### DATA PROVIDED
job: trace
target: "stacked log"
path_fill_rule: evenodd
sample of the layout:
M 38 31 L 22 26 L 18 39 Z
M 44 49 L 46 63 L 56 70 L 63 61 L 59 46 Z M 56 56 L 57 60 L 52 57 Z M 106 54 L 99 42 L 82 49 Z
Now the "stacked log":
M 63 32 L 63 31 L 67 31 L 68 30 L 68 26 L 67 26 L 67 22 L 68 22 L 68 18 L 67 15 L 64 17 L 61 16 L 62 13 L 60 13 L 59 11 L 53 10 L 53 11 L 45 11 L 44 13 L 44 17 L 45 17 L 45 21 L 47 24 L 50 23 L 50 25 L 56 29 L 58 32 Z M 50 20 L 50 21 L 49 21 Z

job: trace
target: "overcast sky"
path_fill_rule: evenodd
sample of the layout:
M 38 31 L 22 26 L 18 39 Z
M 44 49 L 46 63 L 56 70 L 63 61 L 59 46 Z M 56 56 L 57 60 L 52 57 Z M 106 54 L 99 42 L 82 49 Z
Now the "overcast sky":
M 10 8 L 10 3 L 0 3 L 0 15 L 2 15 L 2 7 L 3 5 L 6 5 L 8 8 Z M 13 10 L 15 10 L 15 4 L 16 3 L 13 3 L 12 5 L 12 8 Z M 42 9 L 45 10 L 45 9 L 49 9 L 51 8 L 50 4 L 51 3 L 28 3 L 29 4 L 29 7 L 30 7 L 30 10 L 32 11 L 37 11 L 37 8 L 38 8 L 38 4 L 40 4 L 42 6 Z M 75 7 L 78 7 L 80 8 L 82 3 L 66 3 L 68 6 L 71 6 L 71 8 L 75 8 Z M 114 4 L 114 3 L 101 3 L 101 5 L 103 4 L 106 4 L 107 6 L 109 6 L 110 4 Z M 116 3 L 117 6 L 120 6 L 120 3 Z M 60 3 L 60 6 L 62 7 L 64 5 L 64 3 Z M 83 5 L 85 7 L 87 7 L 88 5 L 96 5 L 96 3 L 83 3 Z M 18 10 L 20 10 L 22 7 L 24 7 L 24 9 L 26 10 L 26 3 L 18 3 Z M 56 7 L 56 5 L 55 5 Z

### TO DO
Copy all of the lines above word for word, without changing anything.

### TASK SOLUTION
job: trace
target: "stacked log"
path_fill_rule: evenodd
sample of the layout:
M 38 31 L 22 26 L 18 39 Z
M 44 49 L 46 63 L 56 70 L 63 61 L 59 46 Z M 56 56 L 57 60 L 52 57 Z M 106 54 L 99 42 L 82 49 Z
Now the "stacked log":
M 63 32 L 63 31 L 67 31 L 68 30 L 68 26 L 67 26 L 67 22 L 68 22 L 68 18 L 67 15 L 64 17 L 61 16 L 62 13 L 60 13 L 59 11 L 53 10 L 53 11 L 45 11 L 44 13 L 44 17 L 45 17 L 45 21 L 47 24 L 50 23 L 50 25 L 56 29 L 58 32 Z M 50 20 L 50 21 L 49 21 Z

job: trace
target: "overcast sky"
path_fill_rule: evenodd
sample of the layout:
M 38 31 L 22 26 L 18 39 Z
M 44 49 L 46 63 L 56 70 L 63 61 L 59 46 Z M 56 56 L 57 60 L 52 57 Z M 106 54 L 99 42 L 82 49 Z
Now the "overcast sky":
M 10 8 L 10 3 L 0 3 L 0 15 L 2 15 L 2 7 L 3 5 L 6 5 L 8 8 Z M 13 10 L 15 10 L 15 4 L 16 3 L 13 3 L 12 5 L 12 8 Z M 42 9 L 45 10 L 45 9 L 49 9 L 51 8 L 50 4 L 51 3 L 28 3 L 29 4 L 29 7 L 30 7 L 30 10 L 32 11 L 37 11 L 37 8 L 38 8 L 38 4 L 40 4 L 42 6 Z M 75 7 L 78 7 L 80 8 L 82 3 L 66 3 L 68 6 L 71 6 L 71 8 L 75 8 Z M 114 4 L 114 3 L 101 3 L 101 5 L 103 4 L 106 4 L 107 6 L 109 6 L 110 4 Z M 116 3 L 117 6 L 120 6 L 120 3 Z M 60 3 L 60 6 L 62 7 L 64 5 L 64 3 Z M 83 5 L 85 7 L 87 7 L 88 5 L 96 5 L 96 3 L 83 3 Z M 18 10 L 20 10 L 22 7 L 24 7 L 24 9 L 26 10 L 26 3 L 18 3 Z M 56 7 L 56 5 L 55 5 Z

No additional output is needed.